Work item A: Pull out the part of the passage about Kate Leigh from "In an early" up to and including "for serious injuries.", copying it word for word.
Work item B: Continue the passage about Kate Leigh and the Sydney razor gangs, starting right after its last sentence.

====== Text block

After legislation was passed to prohibit alcohol sales after 6pm, unlicensed bars known as sly grogs began popping up around Sydney. Kate Leigh was already an entrepreneur in illicit sales by that time, with her hands in everything from drug sales to the sex trade, but it would be her sly grogs that would gain her the title as “Queen of the Underworld.”

Leigh was always surrounded by male gangsters for protection purposes, but it was often Leigh who would be forced to protect them from rival gangs. Swift with a pistol and an unconvicted murderess to boot, Leigh was one woman even the most ruthless male gangsters didn’t want to mess with.

Though she was able to beat her murder charges, Leigh was well acclimated with the criminal justice system. Arrested 107 times and jailed for 13 of her offenses, Leigh was known to show up to court wearing her finest furs and diamond jewelry, as if she were trying to send the message that even jail could not stop the other richest woman in Sydney from continuing to rule over her criminal empire.

The Razor Wars

For nearly 20 years both Leigh and Devine’s gangs engaged in constant wars, with the women even personally fighting one another on a number of occasions. Both women wanted complete dominance over Sydney’s black markets and would stop at nothing to get it. When not involved in physical altercations, both women were known to turn to the media in order to present themselves as upstanding business women, while simultaneously slandering the name of the other.

In 1927, New South Wales passed legislation restricting concealed weapons. As a result, many gang members stopped carrying guns unless there was important business to settle and instead began carrying razors for the potentially disfiguring scars they would leave upon an intended victim. These gangs became known as razor gangs, and both Leigh’s and Devine’s were known as the biggest and baddest of them all.

In an early war between the gangs, an altercation between one of Devine’s men and one of Leigh’s guys led to a shootout at Devine’s home. Devine’s then husband, “Big Jim”, walked out of the door and shot three of Leigh’s men, including a man whom had been her lover at the time. For the two years that followed, the streets of Sydney ran red with blood as a result of the feud between the women.

That feud would come to a head in 1939. Known as The Battle of Kettle Street, Devine and Leigh’s gangs rioted in the streets for over an hour. High on cocaine and liquor, the gangs attacked one another with guns, razors and empty bottles. By the end of the battle, most of the members involved in the fight were hospitalized for serious injuries.

============
====== Source material

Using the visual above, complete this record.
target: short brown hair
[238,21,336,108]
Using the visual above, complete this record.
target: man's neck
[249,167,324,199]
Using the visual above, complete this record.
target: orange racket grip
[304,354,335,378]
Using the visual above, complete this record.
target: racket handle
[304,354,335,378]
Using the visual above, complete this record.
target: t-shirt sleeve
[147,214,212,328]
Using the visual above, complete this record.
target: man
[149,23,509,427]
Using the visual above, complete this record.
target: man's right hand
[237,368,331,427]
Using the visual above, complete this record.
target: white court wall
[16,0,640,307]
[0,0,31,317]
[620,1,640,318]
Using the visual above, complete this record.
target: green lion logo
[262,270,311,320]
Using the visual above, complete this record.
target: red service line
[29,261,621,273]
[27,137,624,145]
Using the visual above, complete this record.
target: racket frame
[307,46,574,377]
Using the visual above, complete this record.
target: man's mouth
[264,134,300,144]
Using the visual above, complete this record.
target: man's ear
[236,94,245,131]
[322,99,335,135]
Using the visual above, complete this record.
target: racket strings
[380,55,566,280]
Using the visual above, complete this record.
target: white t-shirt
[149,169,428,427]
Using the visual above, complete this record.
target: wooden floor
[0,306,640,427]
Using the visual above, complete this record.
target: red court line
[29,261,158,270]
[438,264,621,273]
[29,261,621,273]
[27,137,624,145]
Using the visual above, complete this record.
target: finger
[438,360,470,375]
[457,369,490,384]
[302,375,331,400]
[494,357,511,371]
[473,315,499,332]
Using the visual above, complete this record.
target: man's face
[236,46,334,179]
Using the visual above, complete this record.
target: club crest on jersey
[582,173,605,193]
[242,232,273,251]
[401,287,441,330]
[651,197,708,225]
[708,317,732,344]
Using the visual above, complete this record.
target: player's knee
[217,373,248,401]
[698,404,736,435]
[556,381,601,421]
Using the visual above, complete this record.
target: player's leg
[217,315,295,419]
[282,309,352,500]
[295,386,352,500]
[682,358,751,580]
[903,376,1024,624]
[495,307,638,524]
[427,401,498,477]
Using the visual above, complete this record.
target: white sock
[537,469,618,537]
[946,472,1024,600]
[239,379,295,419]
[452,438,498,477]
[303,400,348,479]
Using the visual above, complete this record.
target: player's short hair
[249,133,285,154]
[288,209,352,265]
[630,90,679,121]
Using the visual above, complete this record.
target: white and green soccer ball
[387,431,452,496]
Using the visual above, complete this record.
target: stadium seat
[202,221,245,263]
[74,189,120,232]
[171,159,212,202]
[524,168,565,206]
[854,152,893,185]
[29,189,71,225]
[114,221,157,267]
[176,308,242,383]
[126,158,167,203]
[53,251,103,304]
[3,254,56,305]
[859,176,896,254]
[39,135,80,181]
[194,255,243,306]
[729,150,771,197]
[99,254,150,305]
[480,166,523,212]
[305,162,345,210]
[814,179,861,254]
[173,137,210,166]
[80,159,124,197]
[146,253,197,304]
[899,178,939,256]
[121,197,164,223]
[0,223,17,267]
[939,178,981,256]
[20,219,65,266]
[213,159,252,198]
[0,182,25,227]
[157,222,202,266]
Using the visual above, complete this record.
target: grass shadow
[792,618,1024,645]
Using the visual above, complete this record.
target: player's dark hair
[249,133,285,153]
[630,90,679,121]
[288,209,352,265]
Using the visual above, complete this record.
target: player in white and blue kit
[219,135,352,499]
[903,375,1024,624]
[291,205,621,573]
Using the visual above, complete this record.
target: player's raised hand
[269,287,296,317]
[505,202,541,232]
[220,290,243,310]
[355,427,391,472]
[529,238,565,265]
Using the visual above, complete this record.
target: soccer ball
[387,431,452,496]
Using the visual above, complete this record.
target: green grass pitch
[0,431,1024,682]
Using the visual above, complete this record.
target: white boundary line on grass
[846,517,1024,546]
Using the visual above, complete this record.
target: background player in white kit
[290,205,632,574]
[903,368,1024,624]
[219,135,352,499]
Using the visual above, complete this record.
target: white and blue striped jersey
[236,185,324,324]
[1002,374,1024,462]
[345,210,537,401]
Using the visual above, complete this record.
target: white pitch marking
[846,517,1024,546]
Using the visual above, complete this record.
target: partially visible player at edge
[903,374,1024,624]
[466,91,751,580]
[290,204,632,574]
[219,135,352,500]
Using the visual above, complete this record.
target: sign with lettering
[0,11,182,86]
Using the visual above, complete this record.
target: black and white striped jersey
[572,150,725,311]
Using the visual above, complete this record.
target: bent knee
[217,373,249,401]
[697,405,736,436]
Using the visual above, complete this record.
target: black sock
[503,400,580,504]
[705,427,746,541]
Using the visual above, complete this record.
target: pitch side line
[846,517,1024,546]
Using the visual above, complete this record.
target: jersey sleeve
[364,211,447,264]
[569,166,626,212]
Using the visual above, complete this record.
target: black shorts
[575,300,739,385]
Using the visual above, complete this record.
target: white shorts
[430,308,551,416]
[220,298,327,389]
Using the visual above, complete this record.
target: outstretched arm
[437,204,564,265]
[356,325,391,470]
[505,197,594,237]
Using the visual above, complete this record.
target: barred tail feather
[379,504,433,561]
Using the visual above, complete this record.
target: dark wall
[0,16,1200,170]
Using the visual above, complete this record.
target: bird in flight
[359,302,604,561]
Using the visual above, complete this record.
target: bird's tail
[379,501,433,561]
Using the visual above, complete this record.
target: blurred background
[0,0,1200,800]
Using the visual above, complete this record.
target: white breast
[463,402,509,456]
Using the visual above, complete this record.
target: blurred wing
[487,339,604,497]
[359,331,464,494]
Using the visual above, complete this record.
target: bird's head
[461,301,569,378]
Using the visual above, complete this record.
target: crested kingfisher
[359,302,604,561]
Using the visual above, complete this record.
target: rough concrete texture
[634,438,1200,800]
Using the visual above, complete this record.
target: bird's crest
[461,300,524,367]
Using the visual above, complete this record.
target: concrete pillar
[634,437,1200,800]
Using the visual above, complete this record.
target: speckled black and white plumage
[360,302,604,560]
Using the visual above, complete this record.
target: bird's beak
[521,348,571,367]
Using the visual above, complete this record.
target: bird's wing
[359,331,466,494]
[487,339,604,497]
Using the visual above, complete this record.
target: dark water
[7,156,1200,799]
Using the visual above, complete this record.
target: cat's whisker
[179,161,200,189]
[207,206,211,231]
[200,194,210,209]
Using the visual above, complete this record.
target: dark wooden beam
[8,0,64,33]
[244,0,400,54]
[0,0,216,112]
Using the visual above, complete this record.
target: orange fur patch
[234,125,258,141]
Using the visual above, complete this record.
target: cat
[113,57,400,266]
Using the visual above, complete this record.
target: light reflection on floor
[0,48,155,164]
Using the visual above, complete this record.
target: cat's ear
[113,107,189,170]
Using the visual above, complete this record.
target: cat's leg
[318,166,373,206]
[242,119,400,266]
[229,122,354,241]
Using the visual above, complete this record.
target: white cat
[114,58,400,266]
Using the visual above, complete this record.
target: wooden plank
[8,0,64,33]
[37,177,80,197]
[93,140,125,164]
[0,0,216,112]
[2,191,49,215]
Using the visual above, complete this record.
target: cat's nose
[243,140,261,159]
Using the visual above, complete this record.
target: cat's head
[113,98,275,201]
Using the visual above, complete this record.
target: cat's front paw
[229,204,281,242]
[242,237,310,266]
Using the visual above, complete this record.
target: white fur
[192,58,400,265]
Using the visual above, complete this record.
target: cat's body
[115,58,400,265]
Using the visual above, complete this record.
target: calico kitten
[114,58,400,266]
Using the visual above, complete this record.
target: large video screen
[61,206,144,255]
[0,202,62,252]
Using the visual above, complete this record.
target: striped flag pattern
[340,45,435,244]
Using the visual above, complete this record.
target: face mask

============

Result A:
In an early war between the gangs, an altercation between one of Devine’s men and one of Leigh’s guys led to a shootout at Devine’s home. Devine’s then husband, “Big Jim”, walked out of the door and shot three of Leigh’s men, including a man whom had been her lover at the time. For the two years that followed, the streets of Sydney ran red with blood as a result of the feud between the women.

That feud would come to a head in 1939. Known as The Battle of Kettle Street, Devine and Leigh’s gangs rioted in the streets for over an hour. High on cocaine and liquor, the gangs attacked one another with guns, razors and empty bottles. By the end of the battle, most of the members involved in the fight were hospitalized for serious injuries.

Result B:
In 1930 New South Wales police were forced address the growing concern over the razor gangs. Harsh penalties were imposed for those even seen speaking with someone with a criminal history. Though the clamp down may have reduced the gang violence associated with the women’s respective empires, both Leigh’s and Devine’s businesses still thrived.

The Tax Man Cometh

Kate Leigh posing with Tilly Devine

Kate Leigh posing with Tilly Devine

The law may not have been able to catch up with Leigh or Devine, but there was one man who could. The tax man.

Both women were known to be the wealthiest in all of Sydney, but had failed to pay taxes on most of their illegally procured funds. In 1955, the Department of Taxation ordered Devine to pay over £20,000 (roughly $28,000 at today’s exchange rate) in back taxes. Devine was forced to sell off her brothels and other real estate she had owned in and around King’s Cross. She was nearly bankrupt, but continued to run her remaining brothels until 1968.

Kate Leigh wasn’t as lucky. In 1954, years of unpaid taxes resulted in the Taxation Department seizing most of her assets. Her sly grogs were beginning to shut down once New South Wales reformed the law to allow for bars to serve alcohol until 10pm, leaving her with only her legitimate hotels before the Taxation Department took what was left. With little income coming in, Leigh was practically penniless and living in a small room above one of the hotels she once owned. She was financially dependent on her nephew until she died of a stroke in 1964.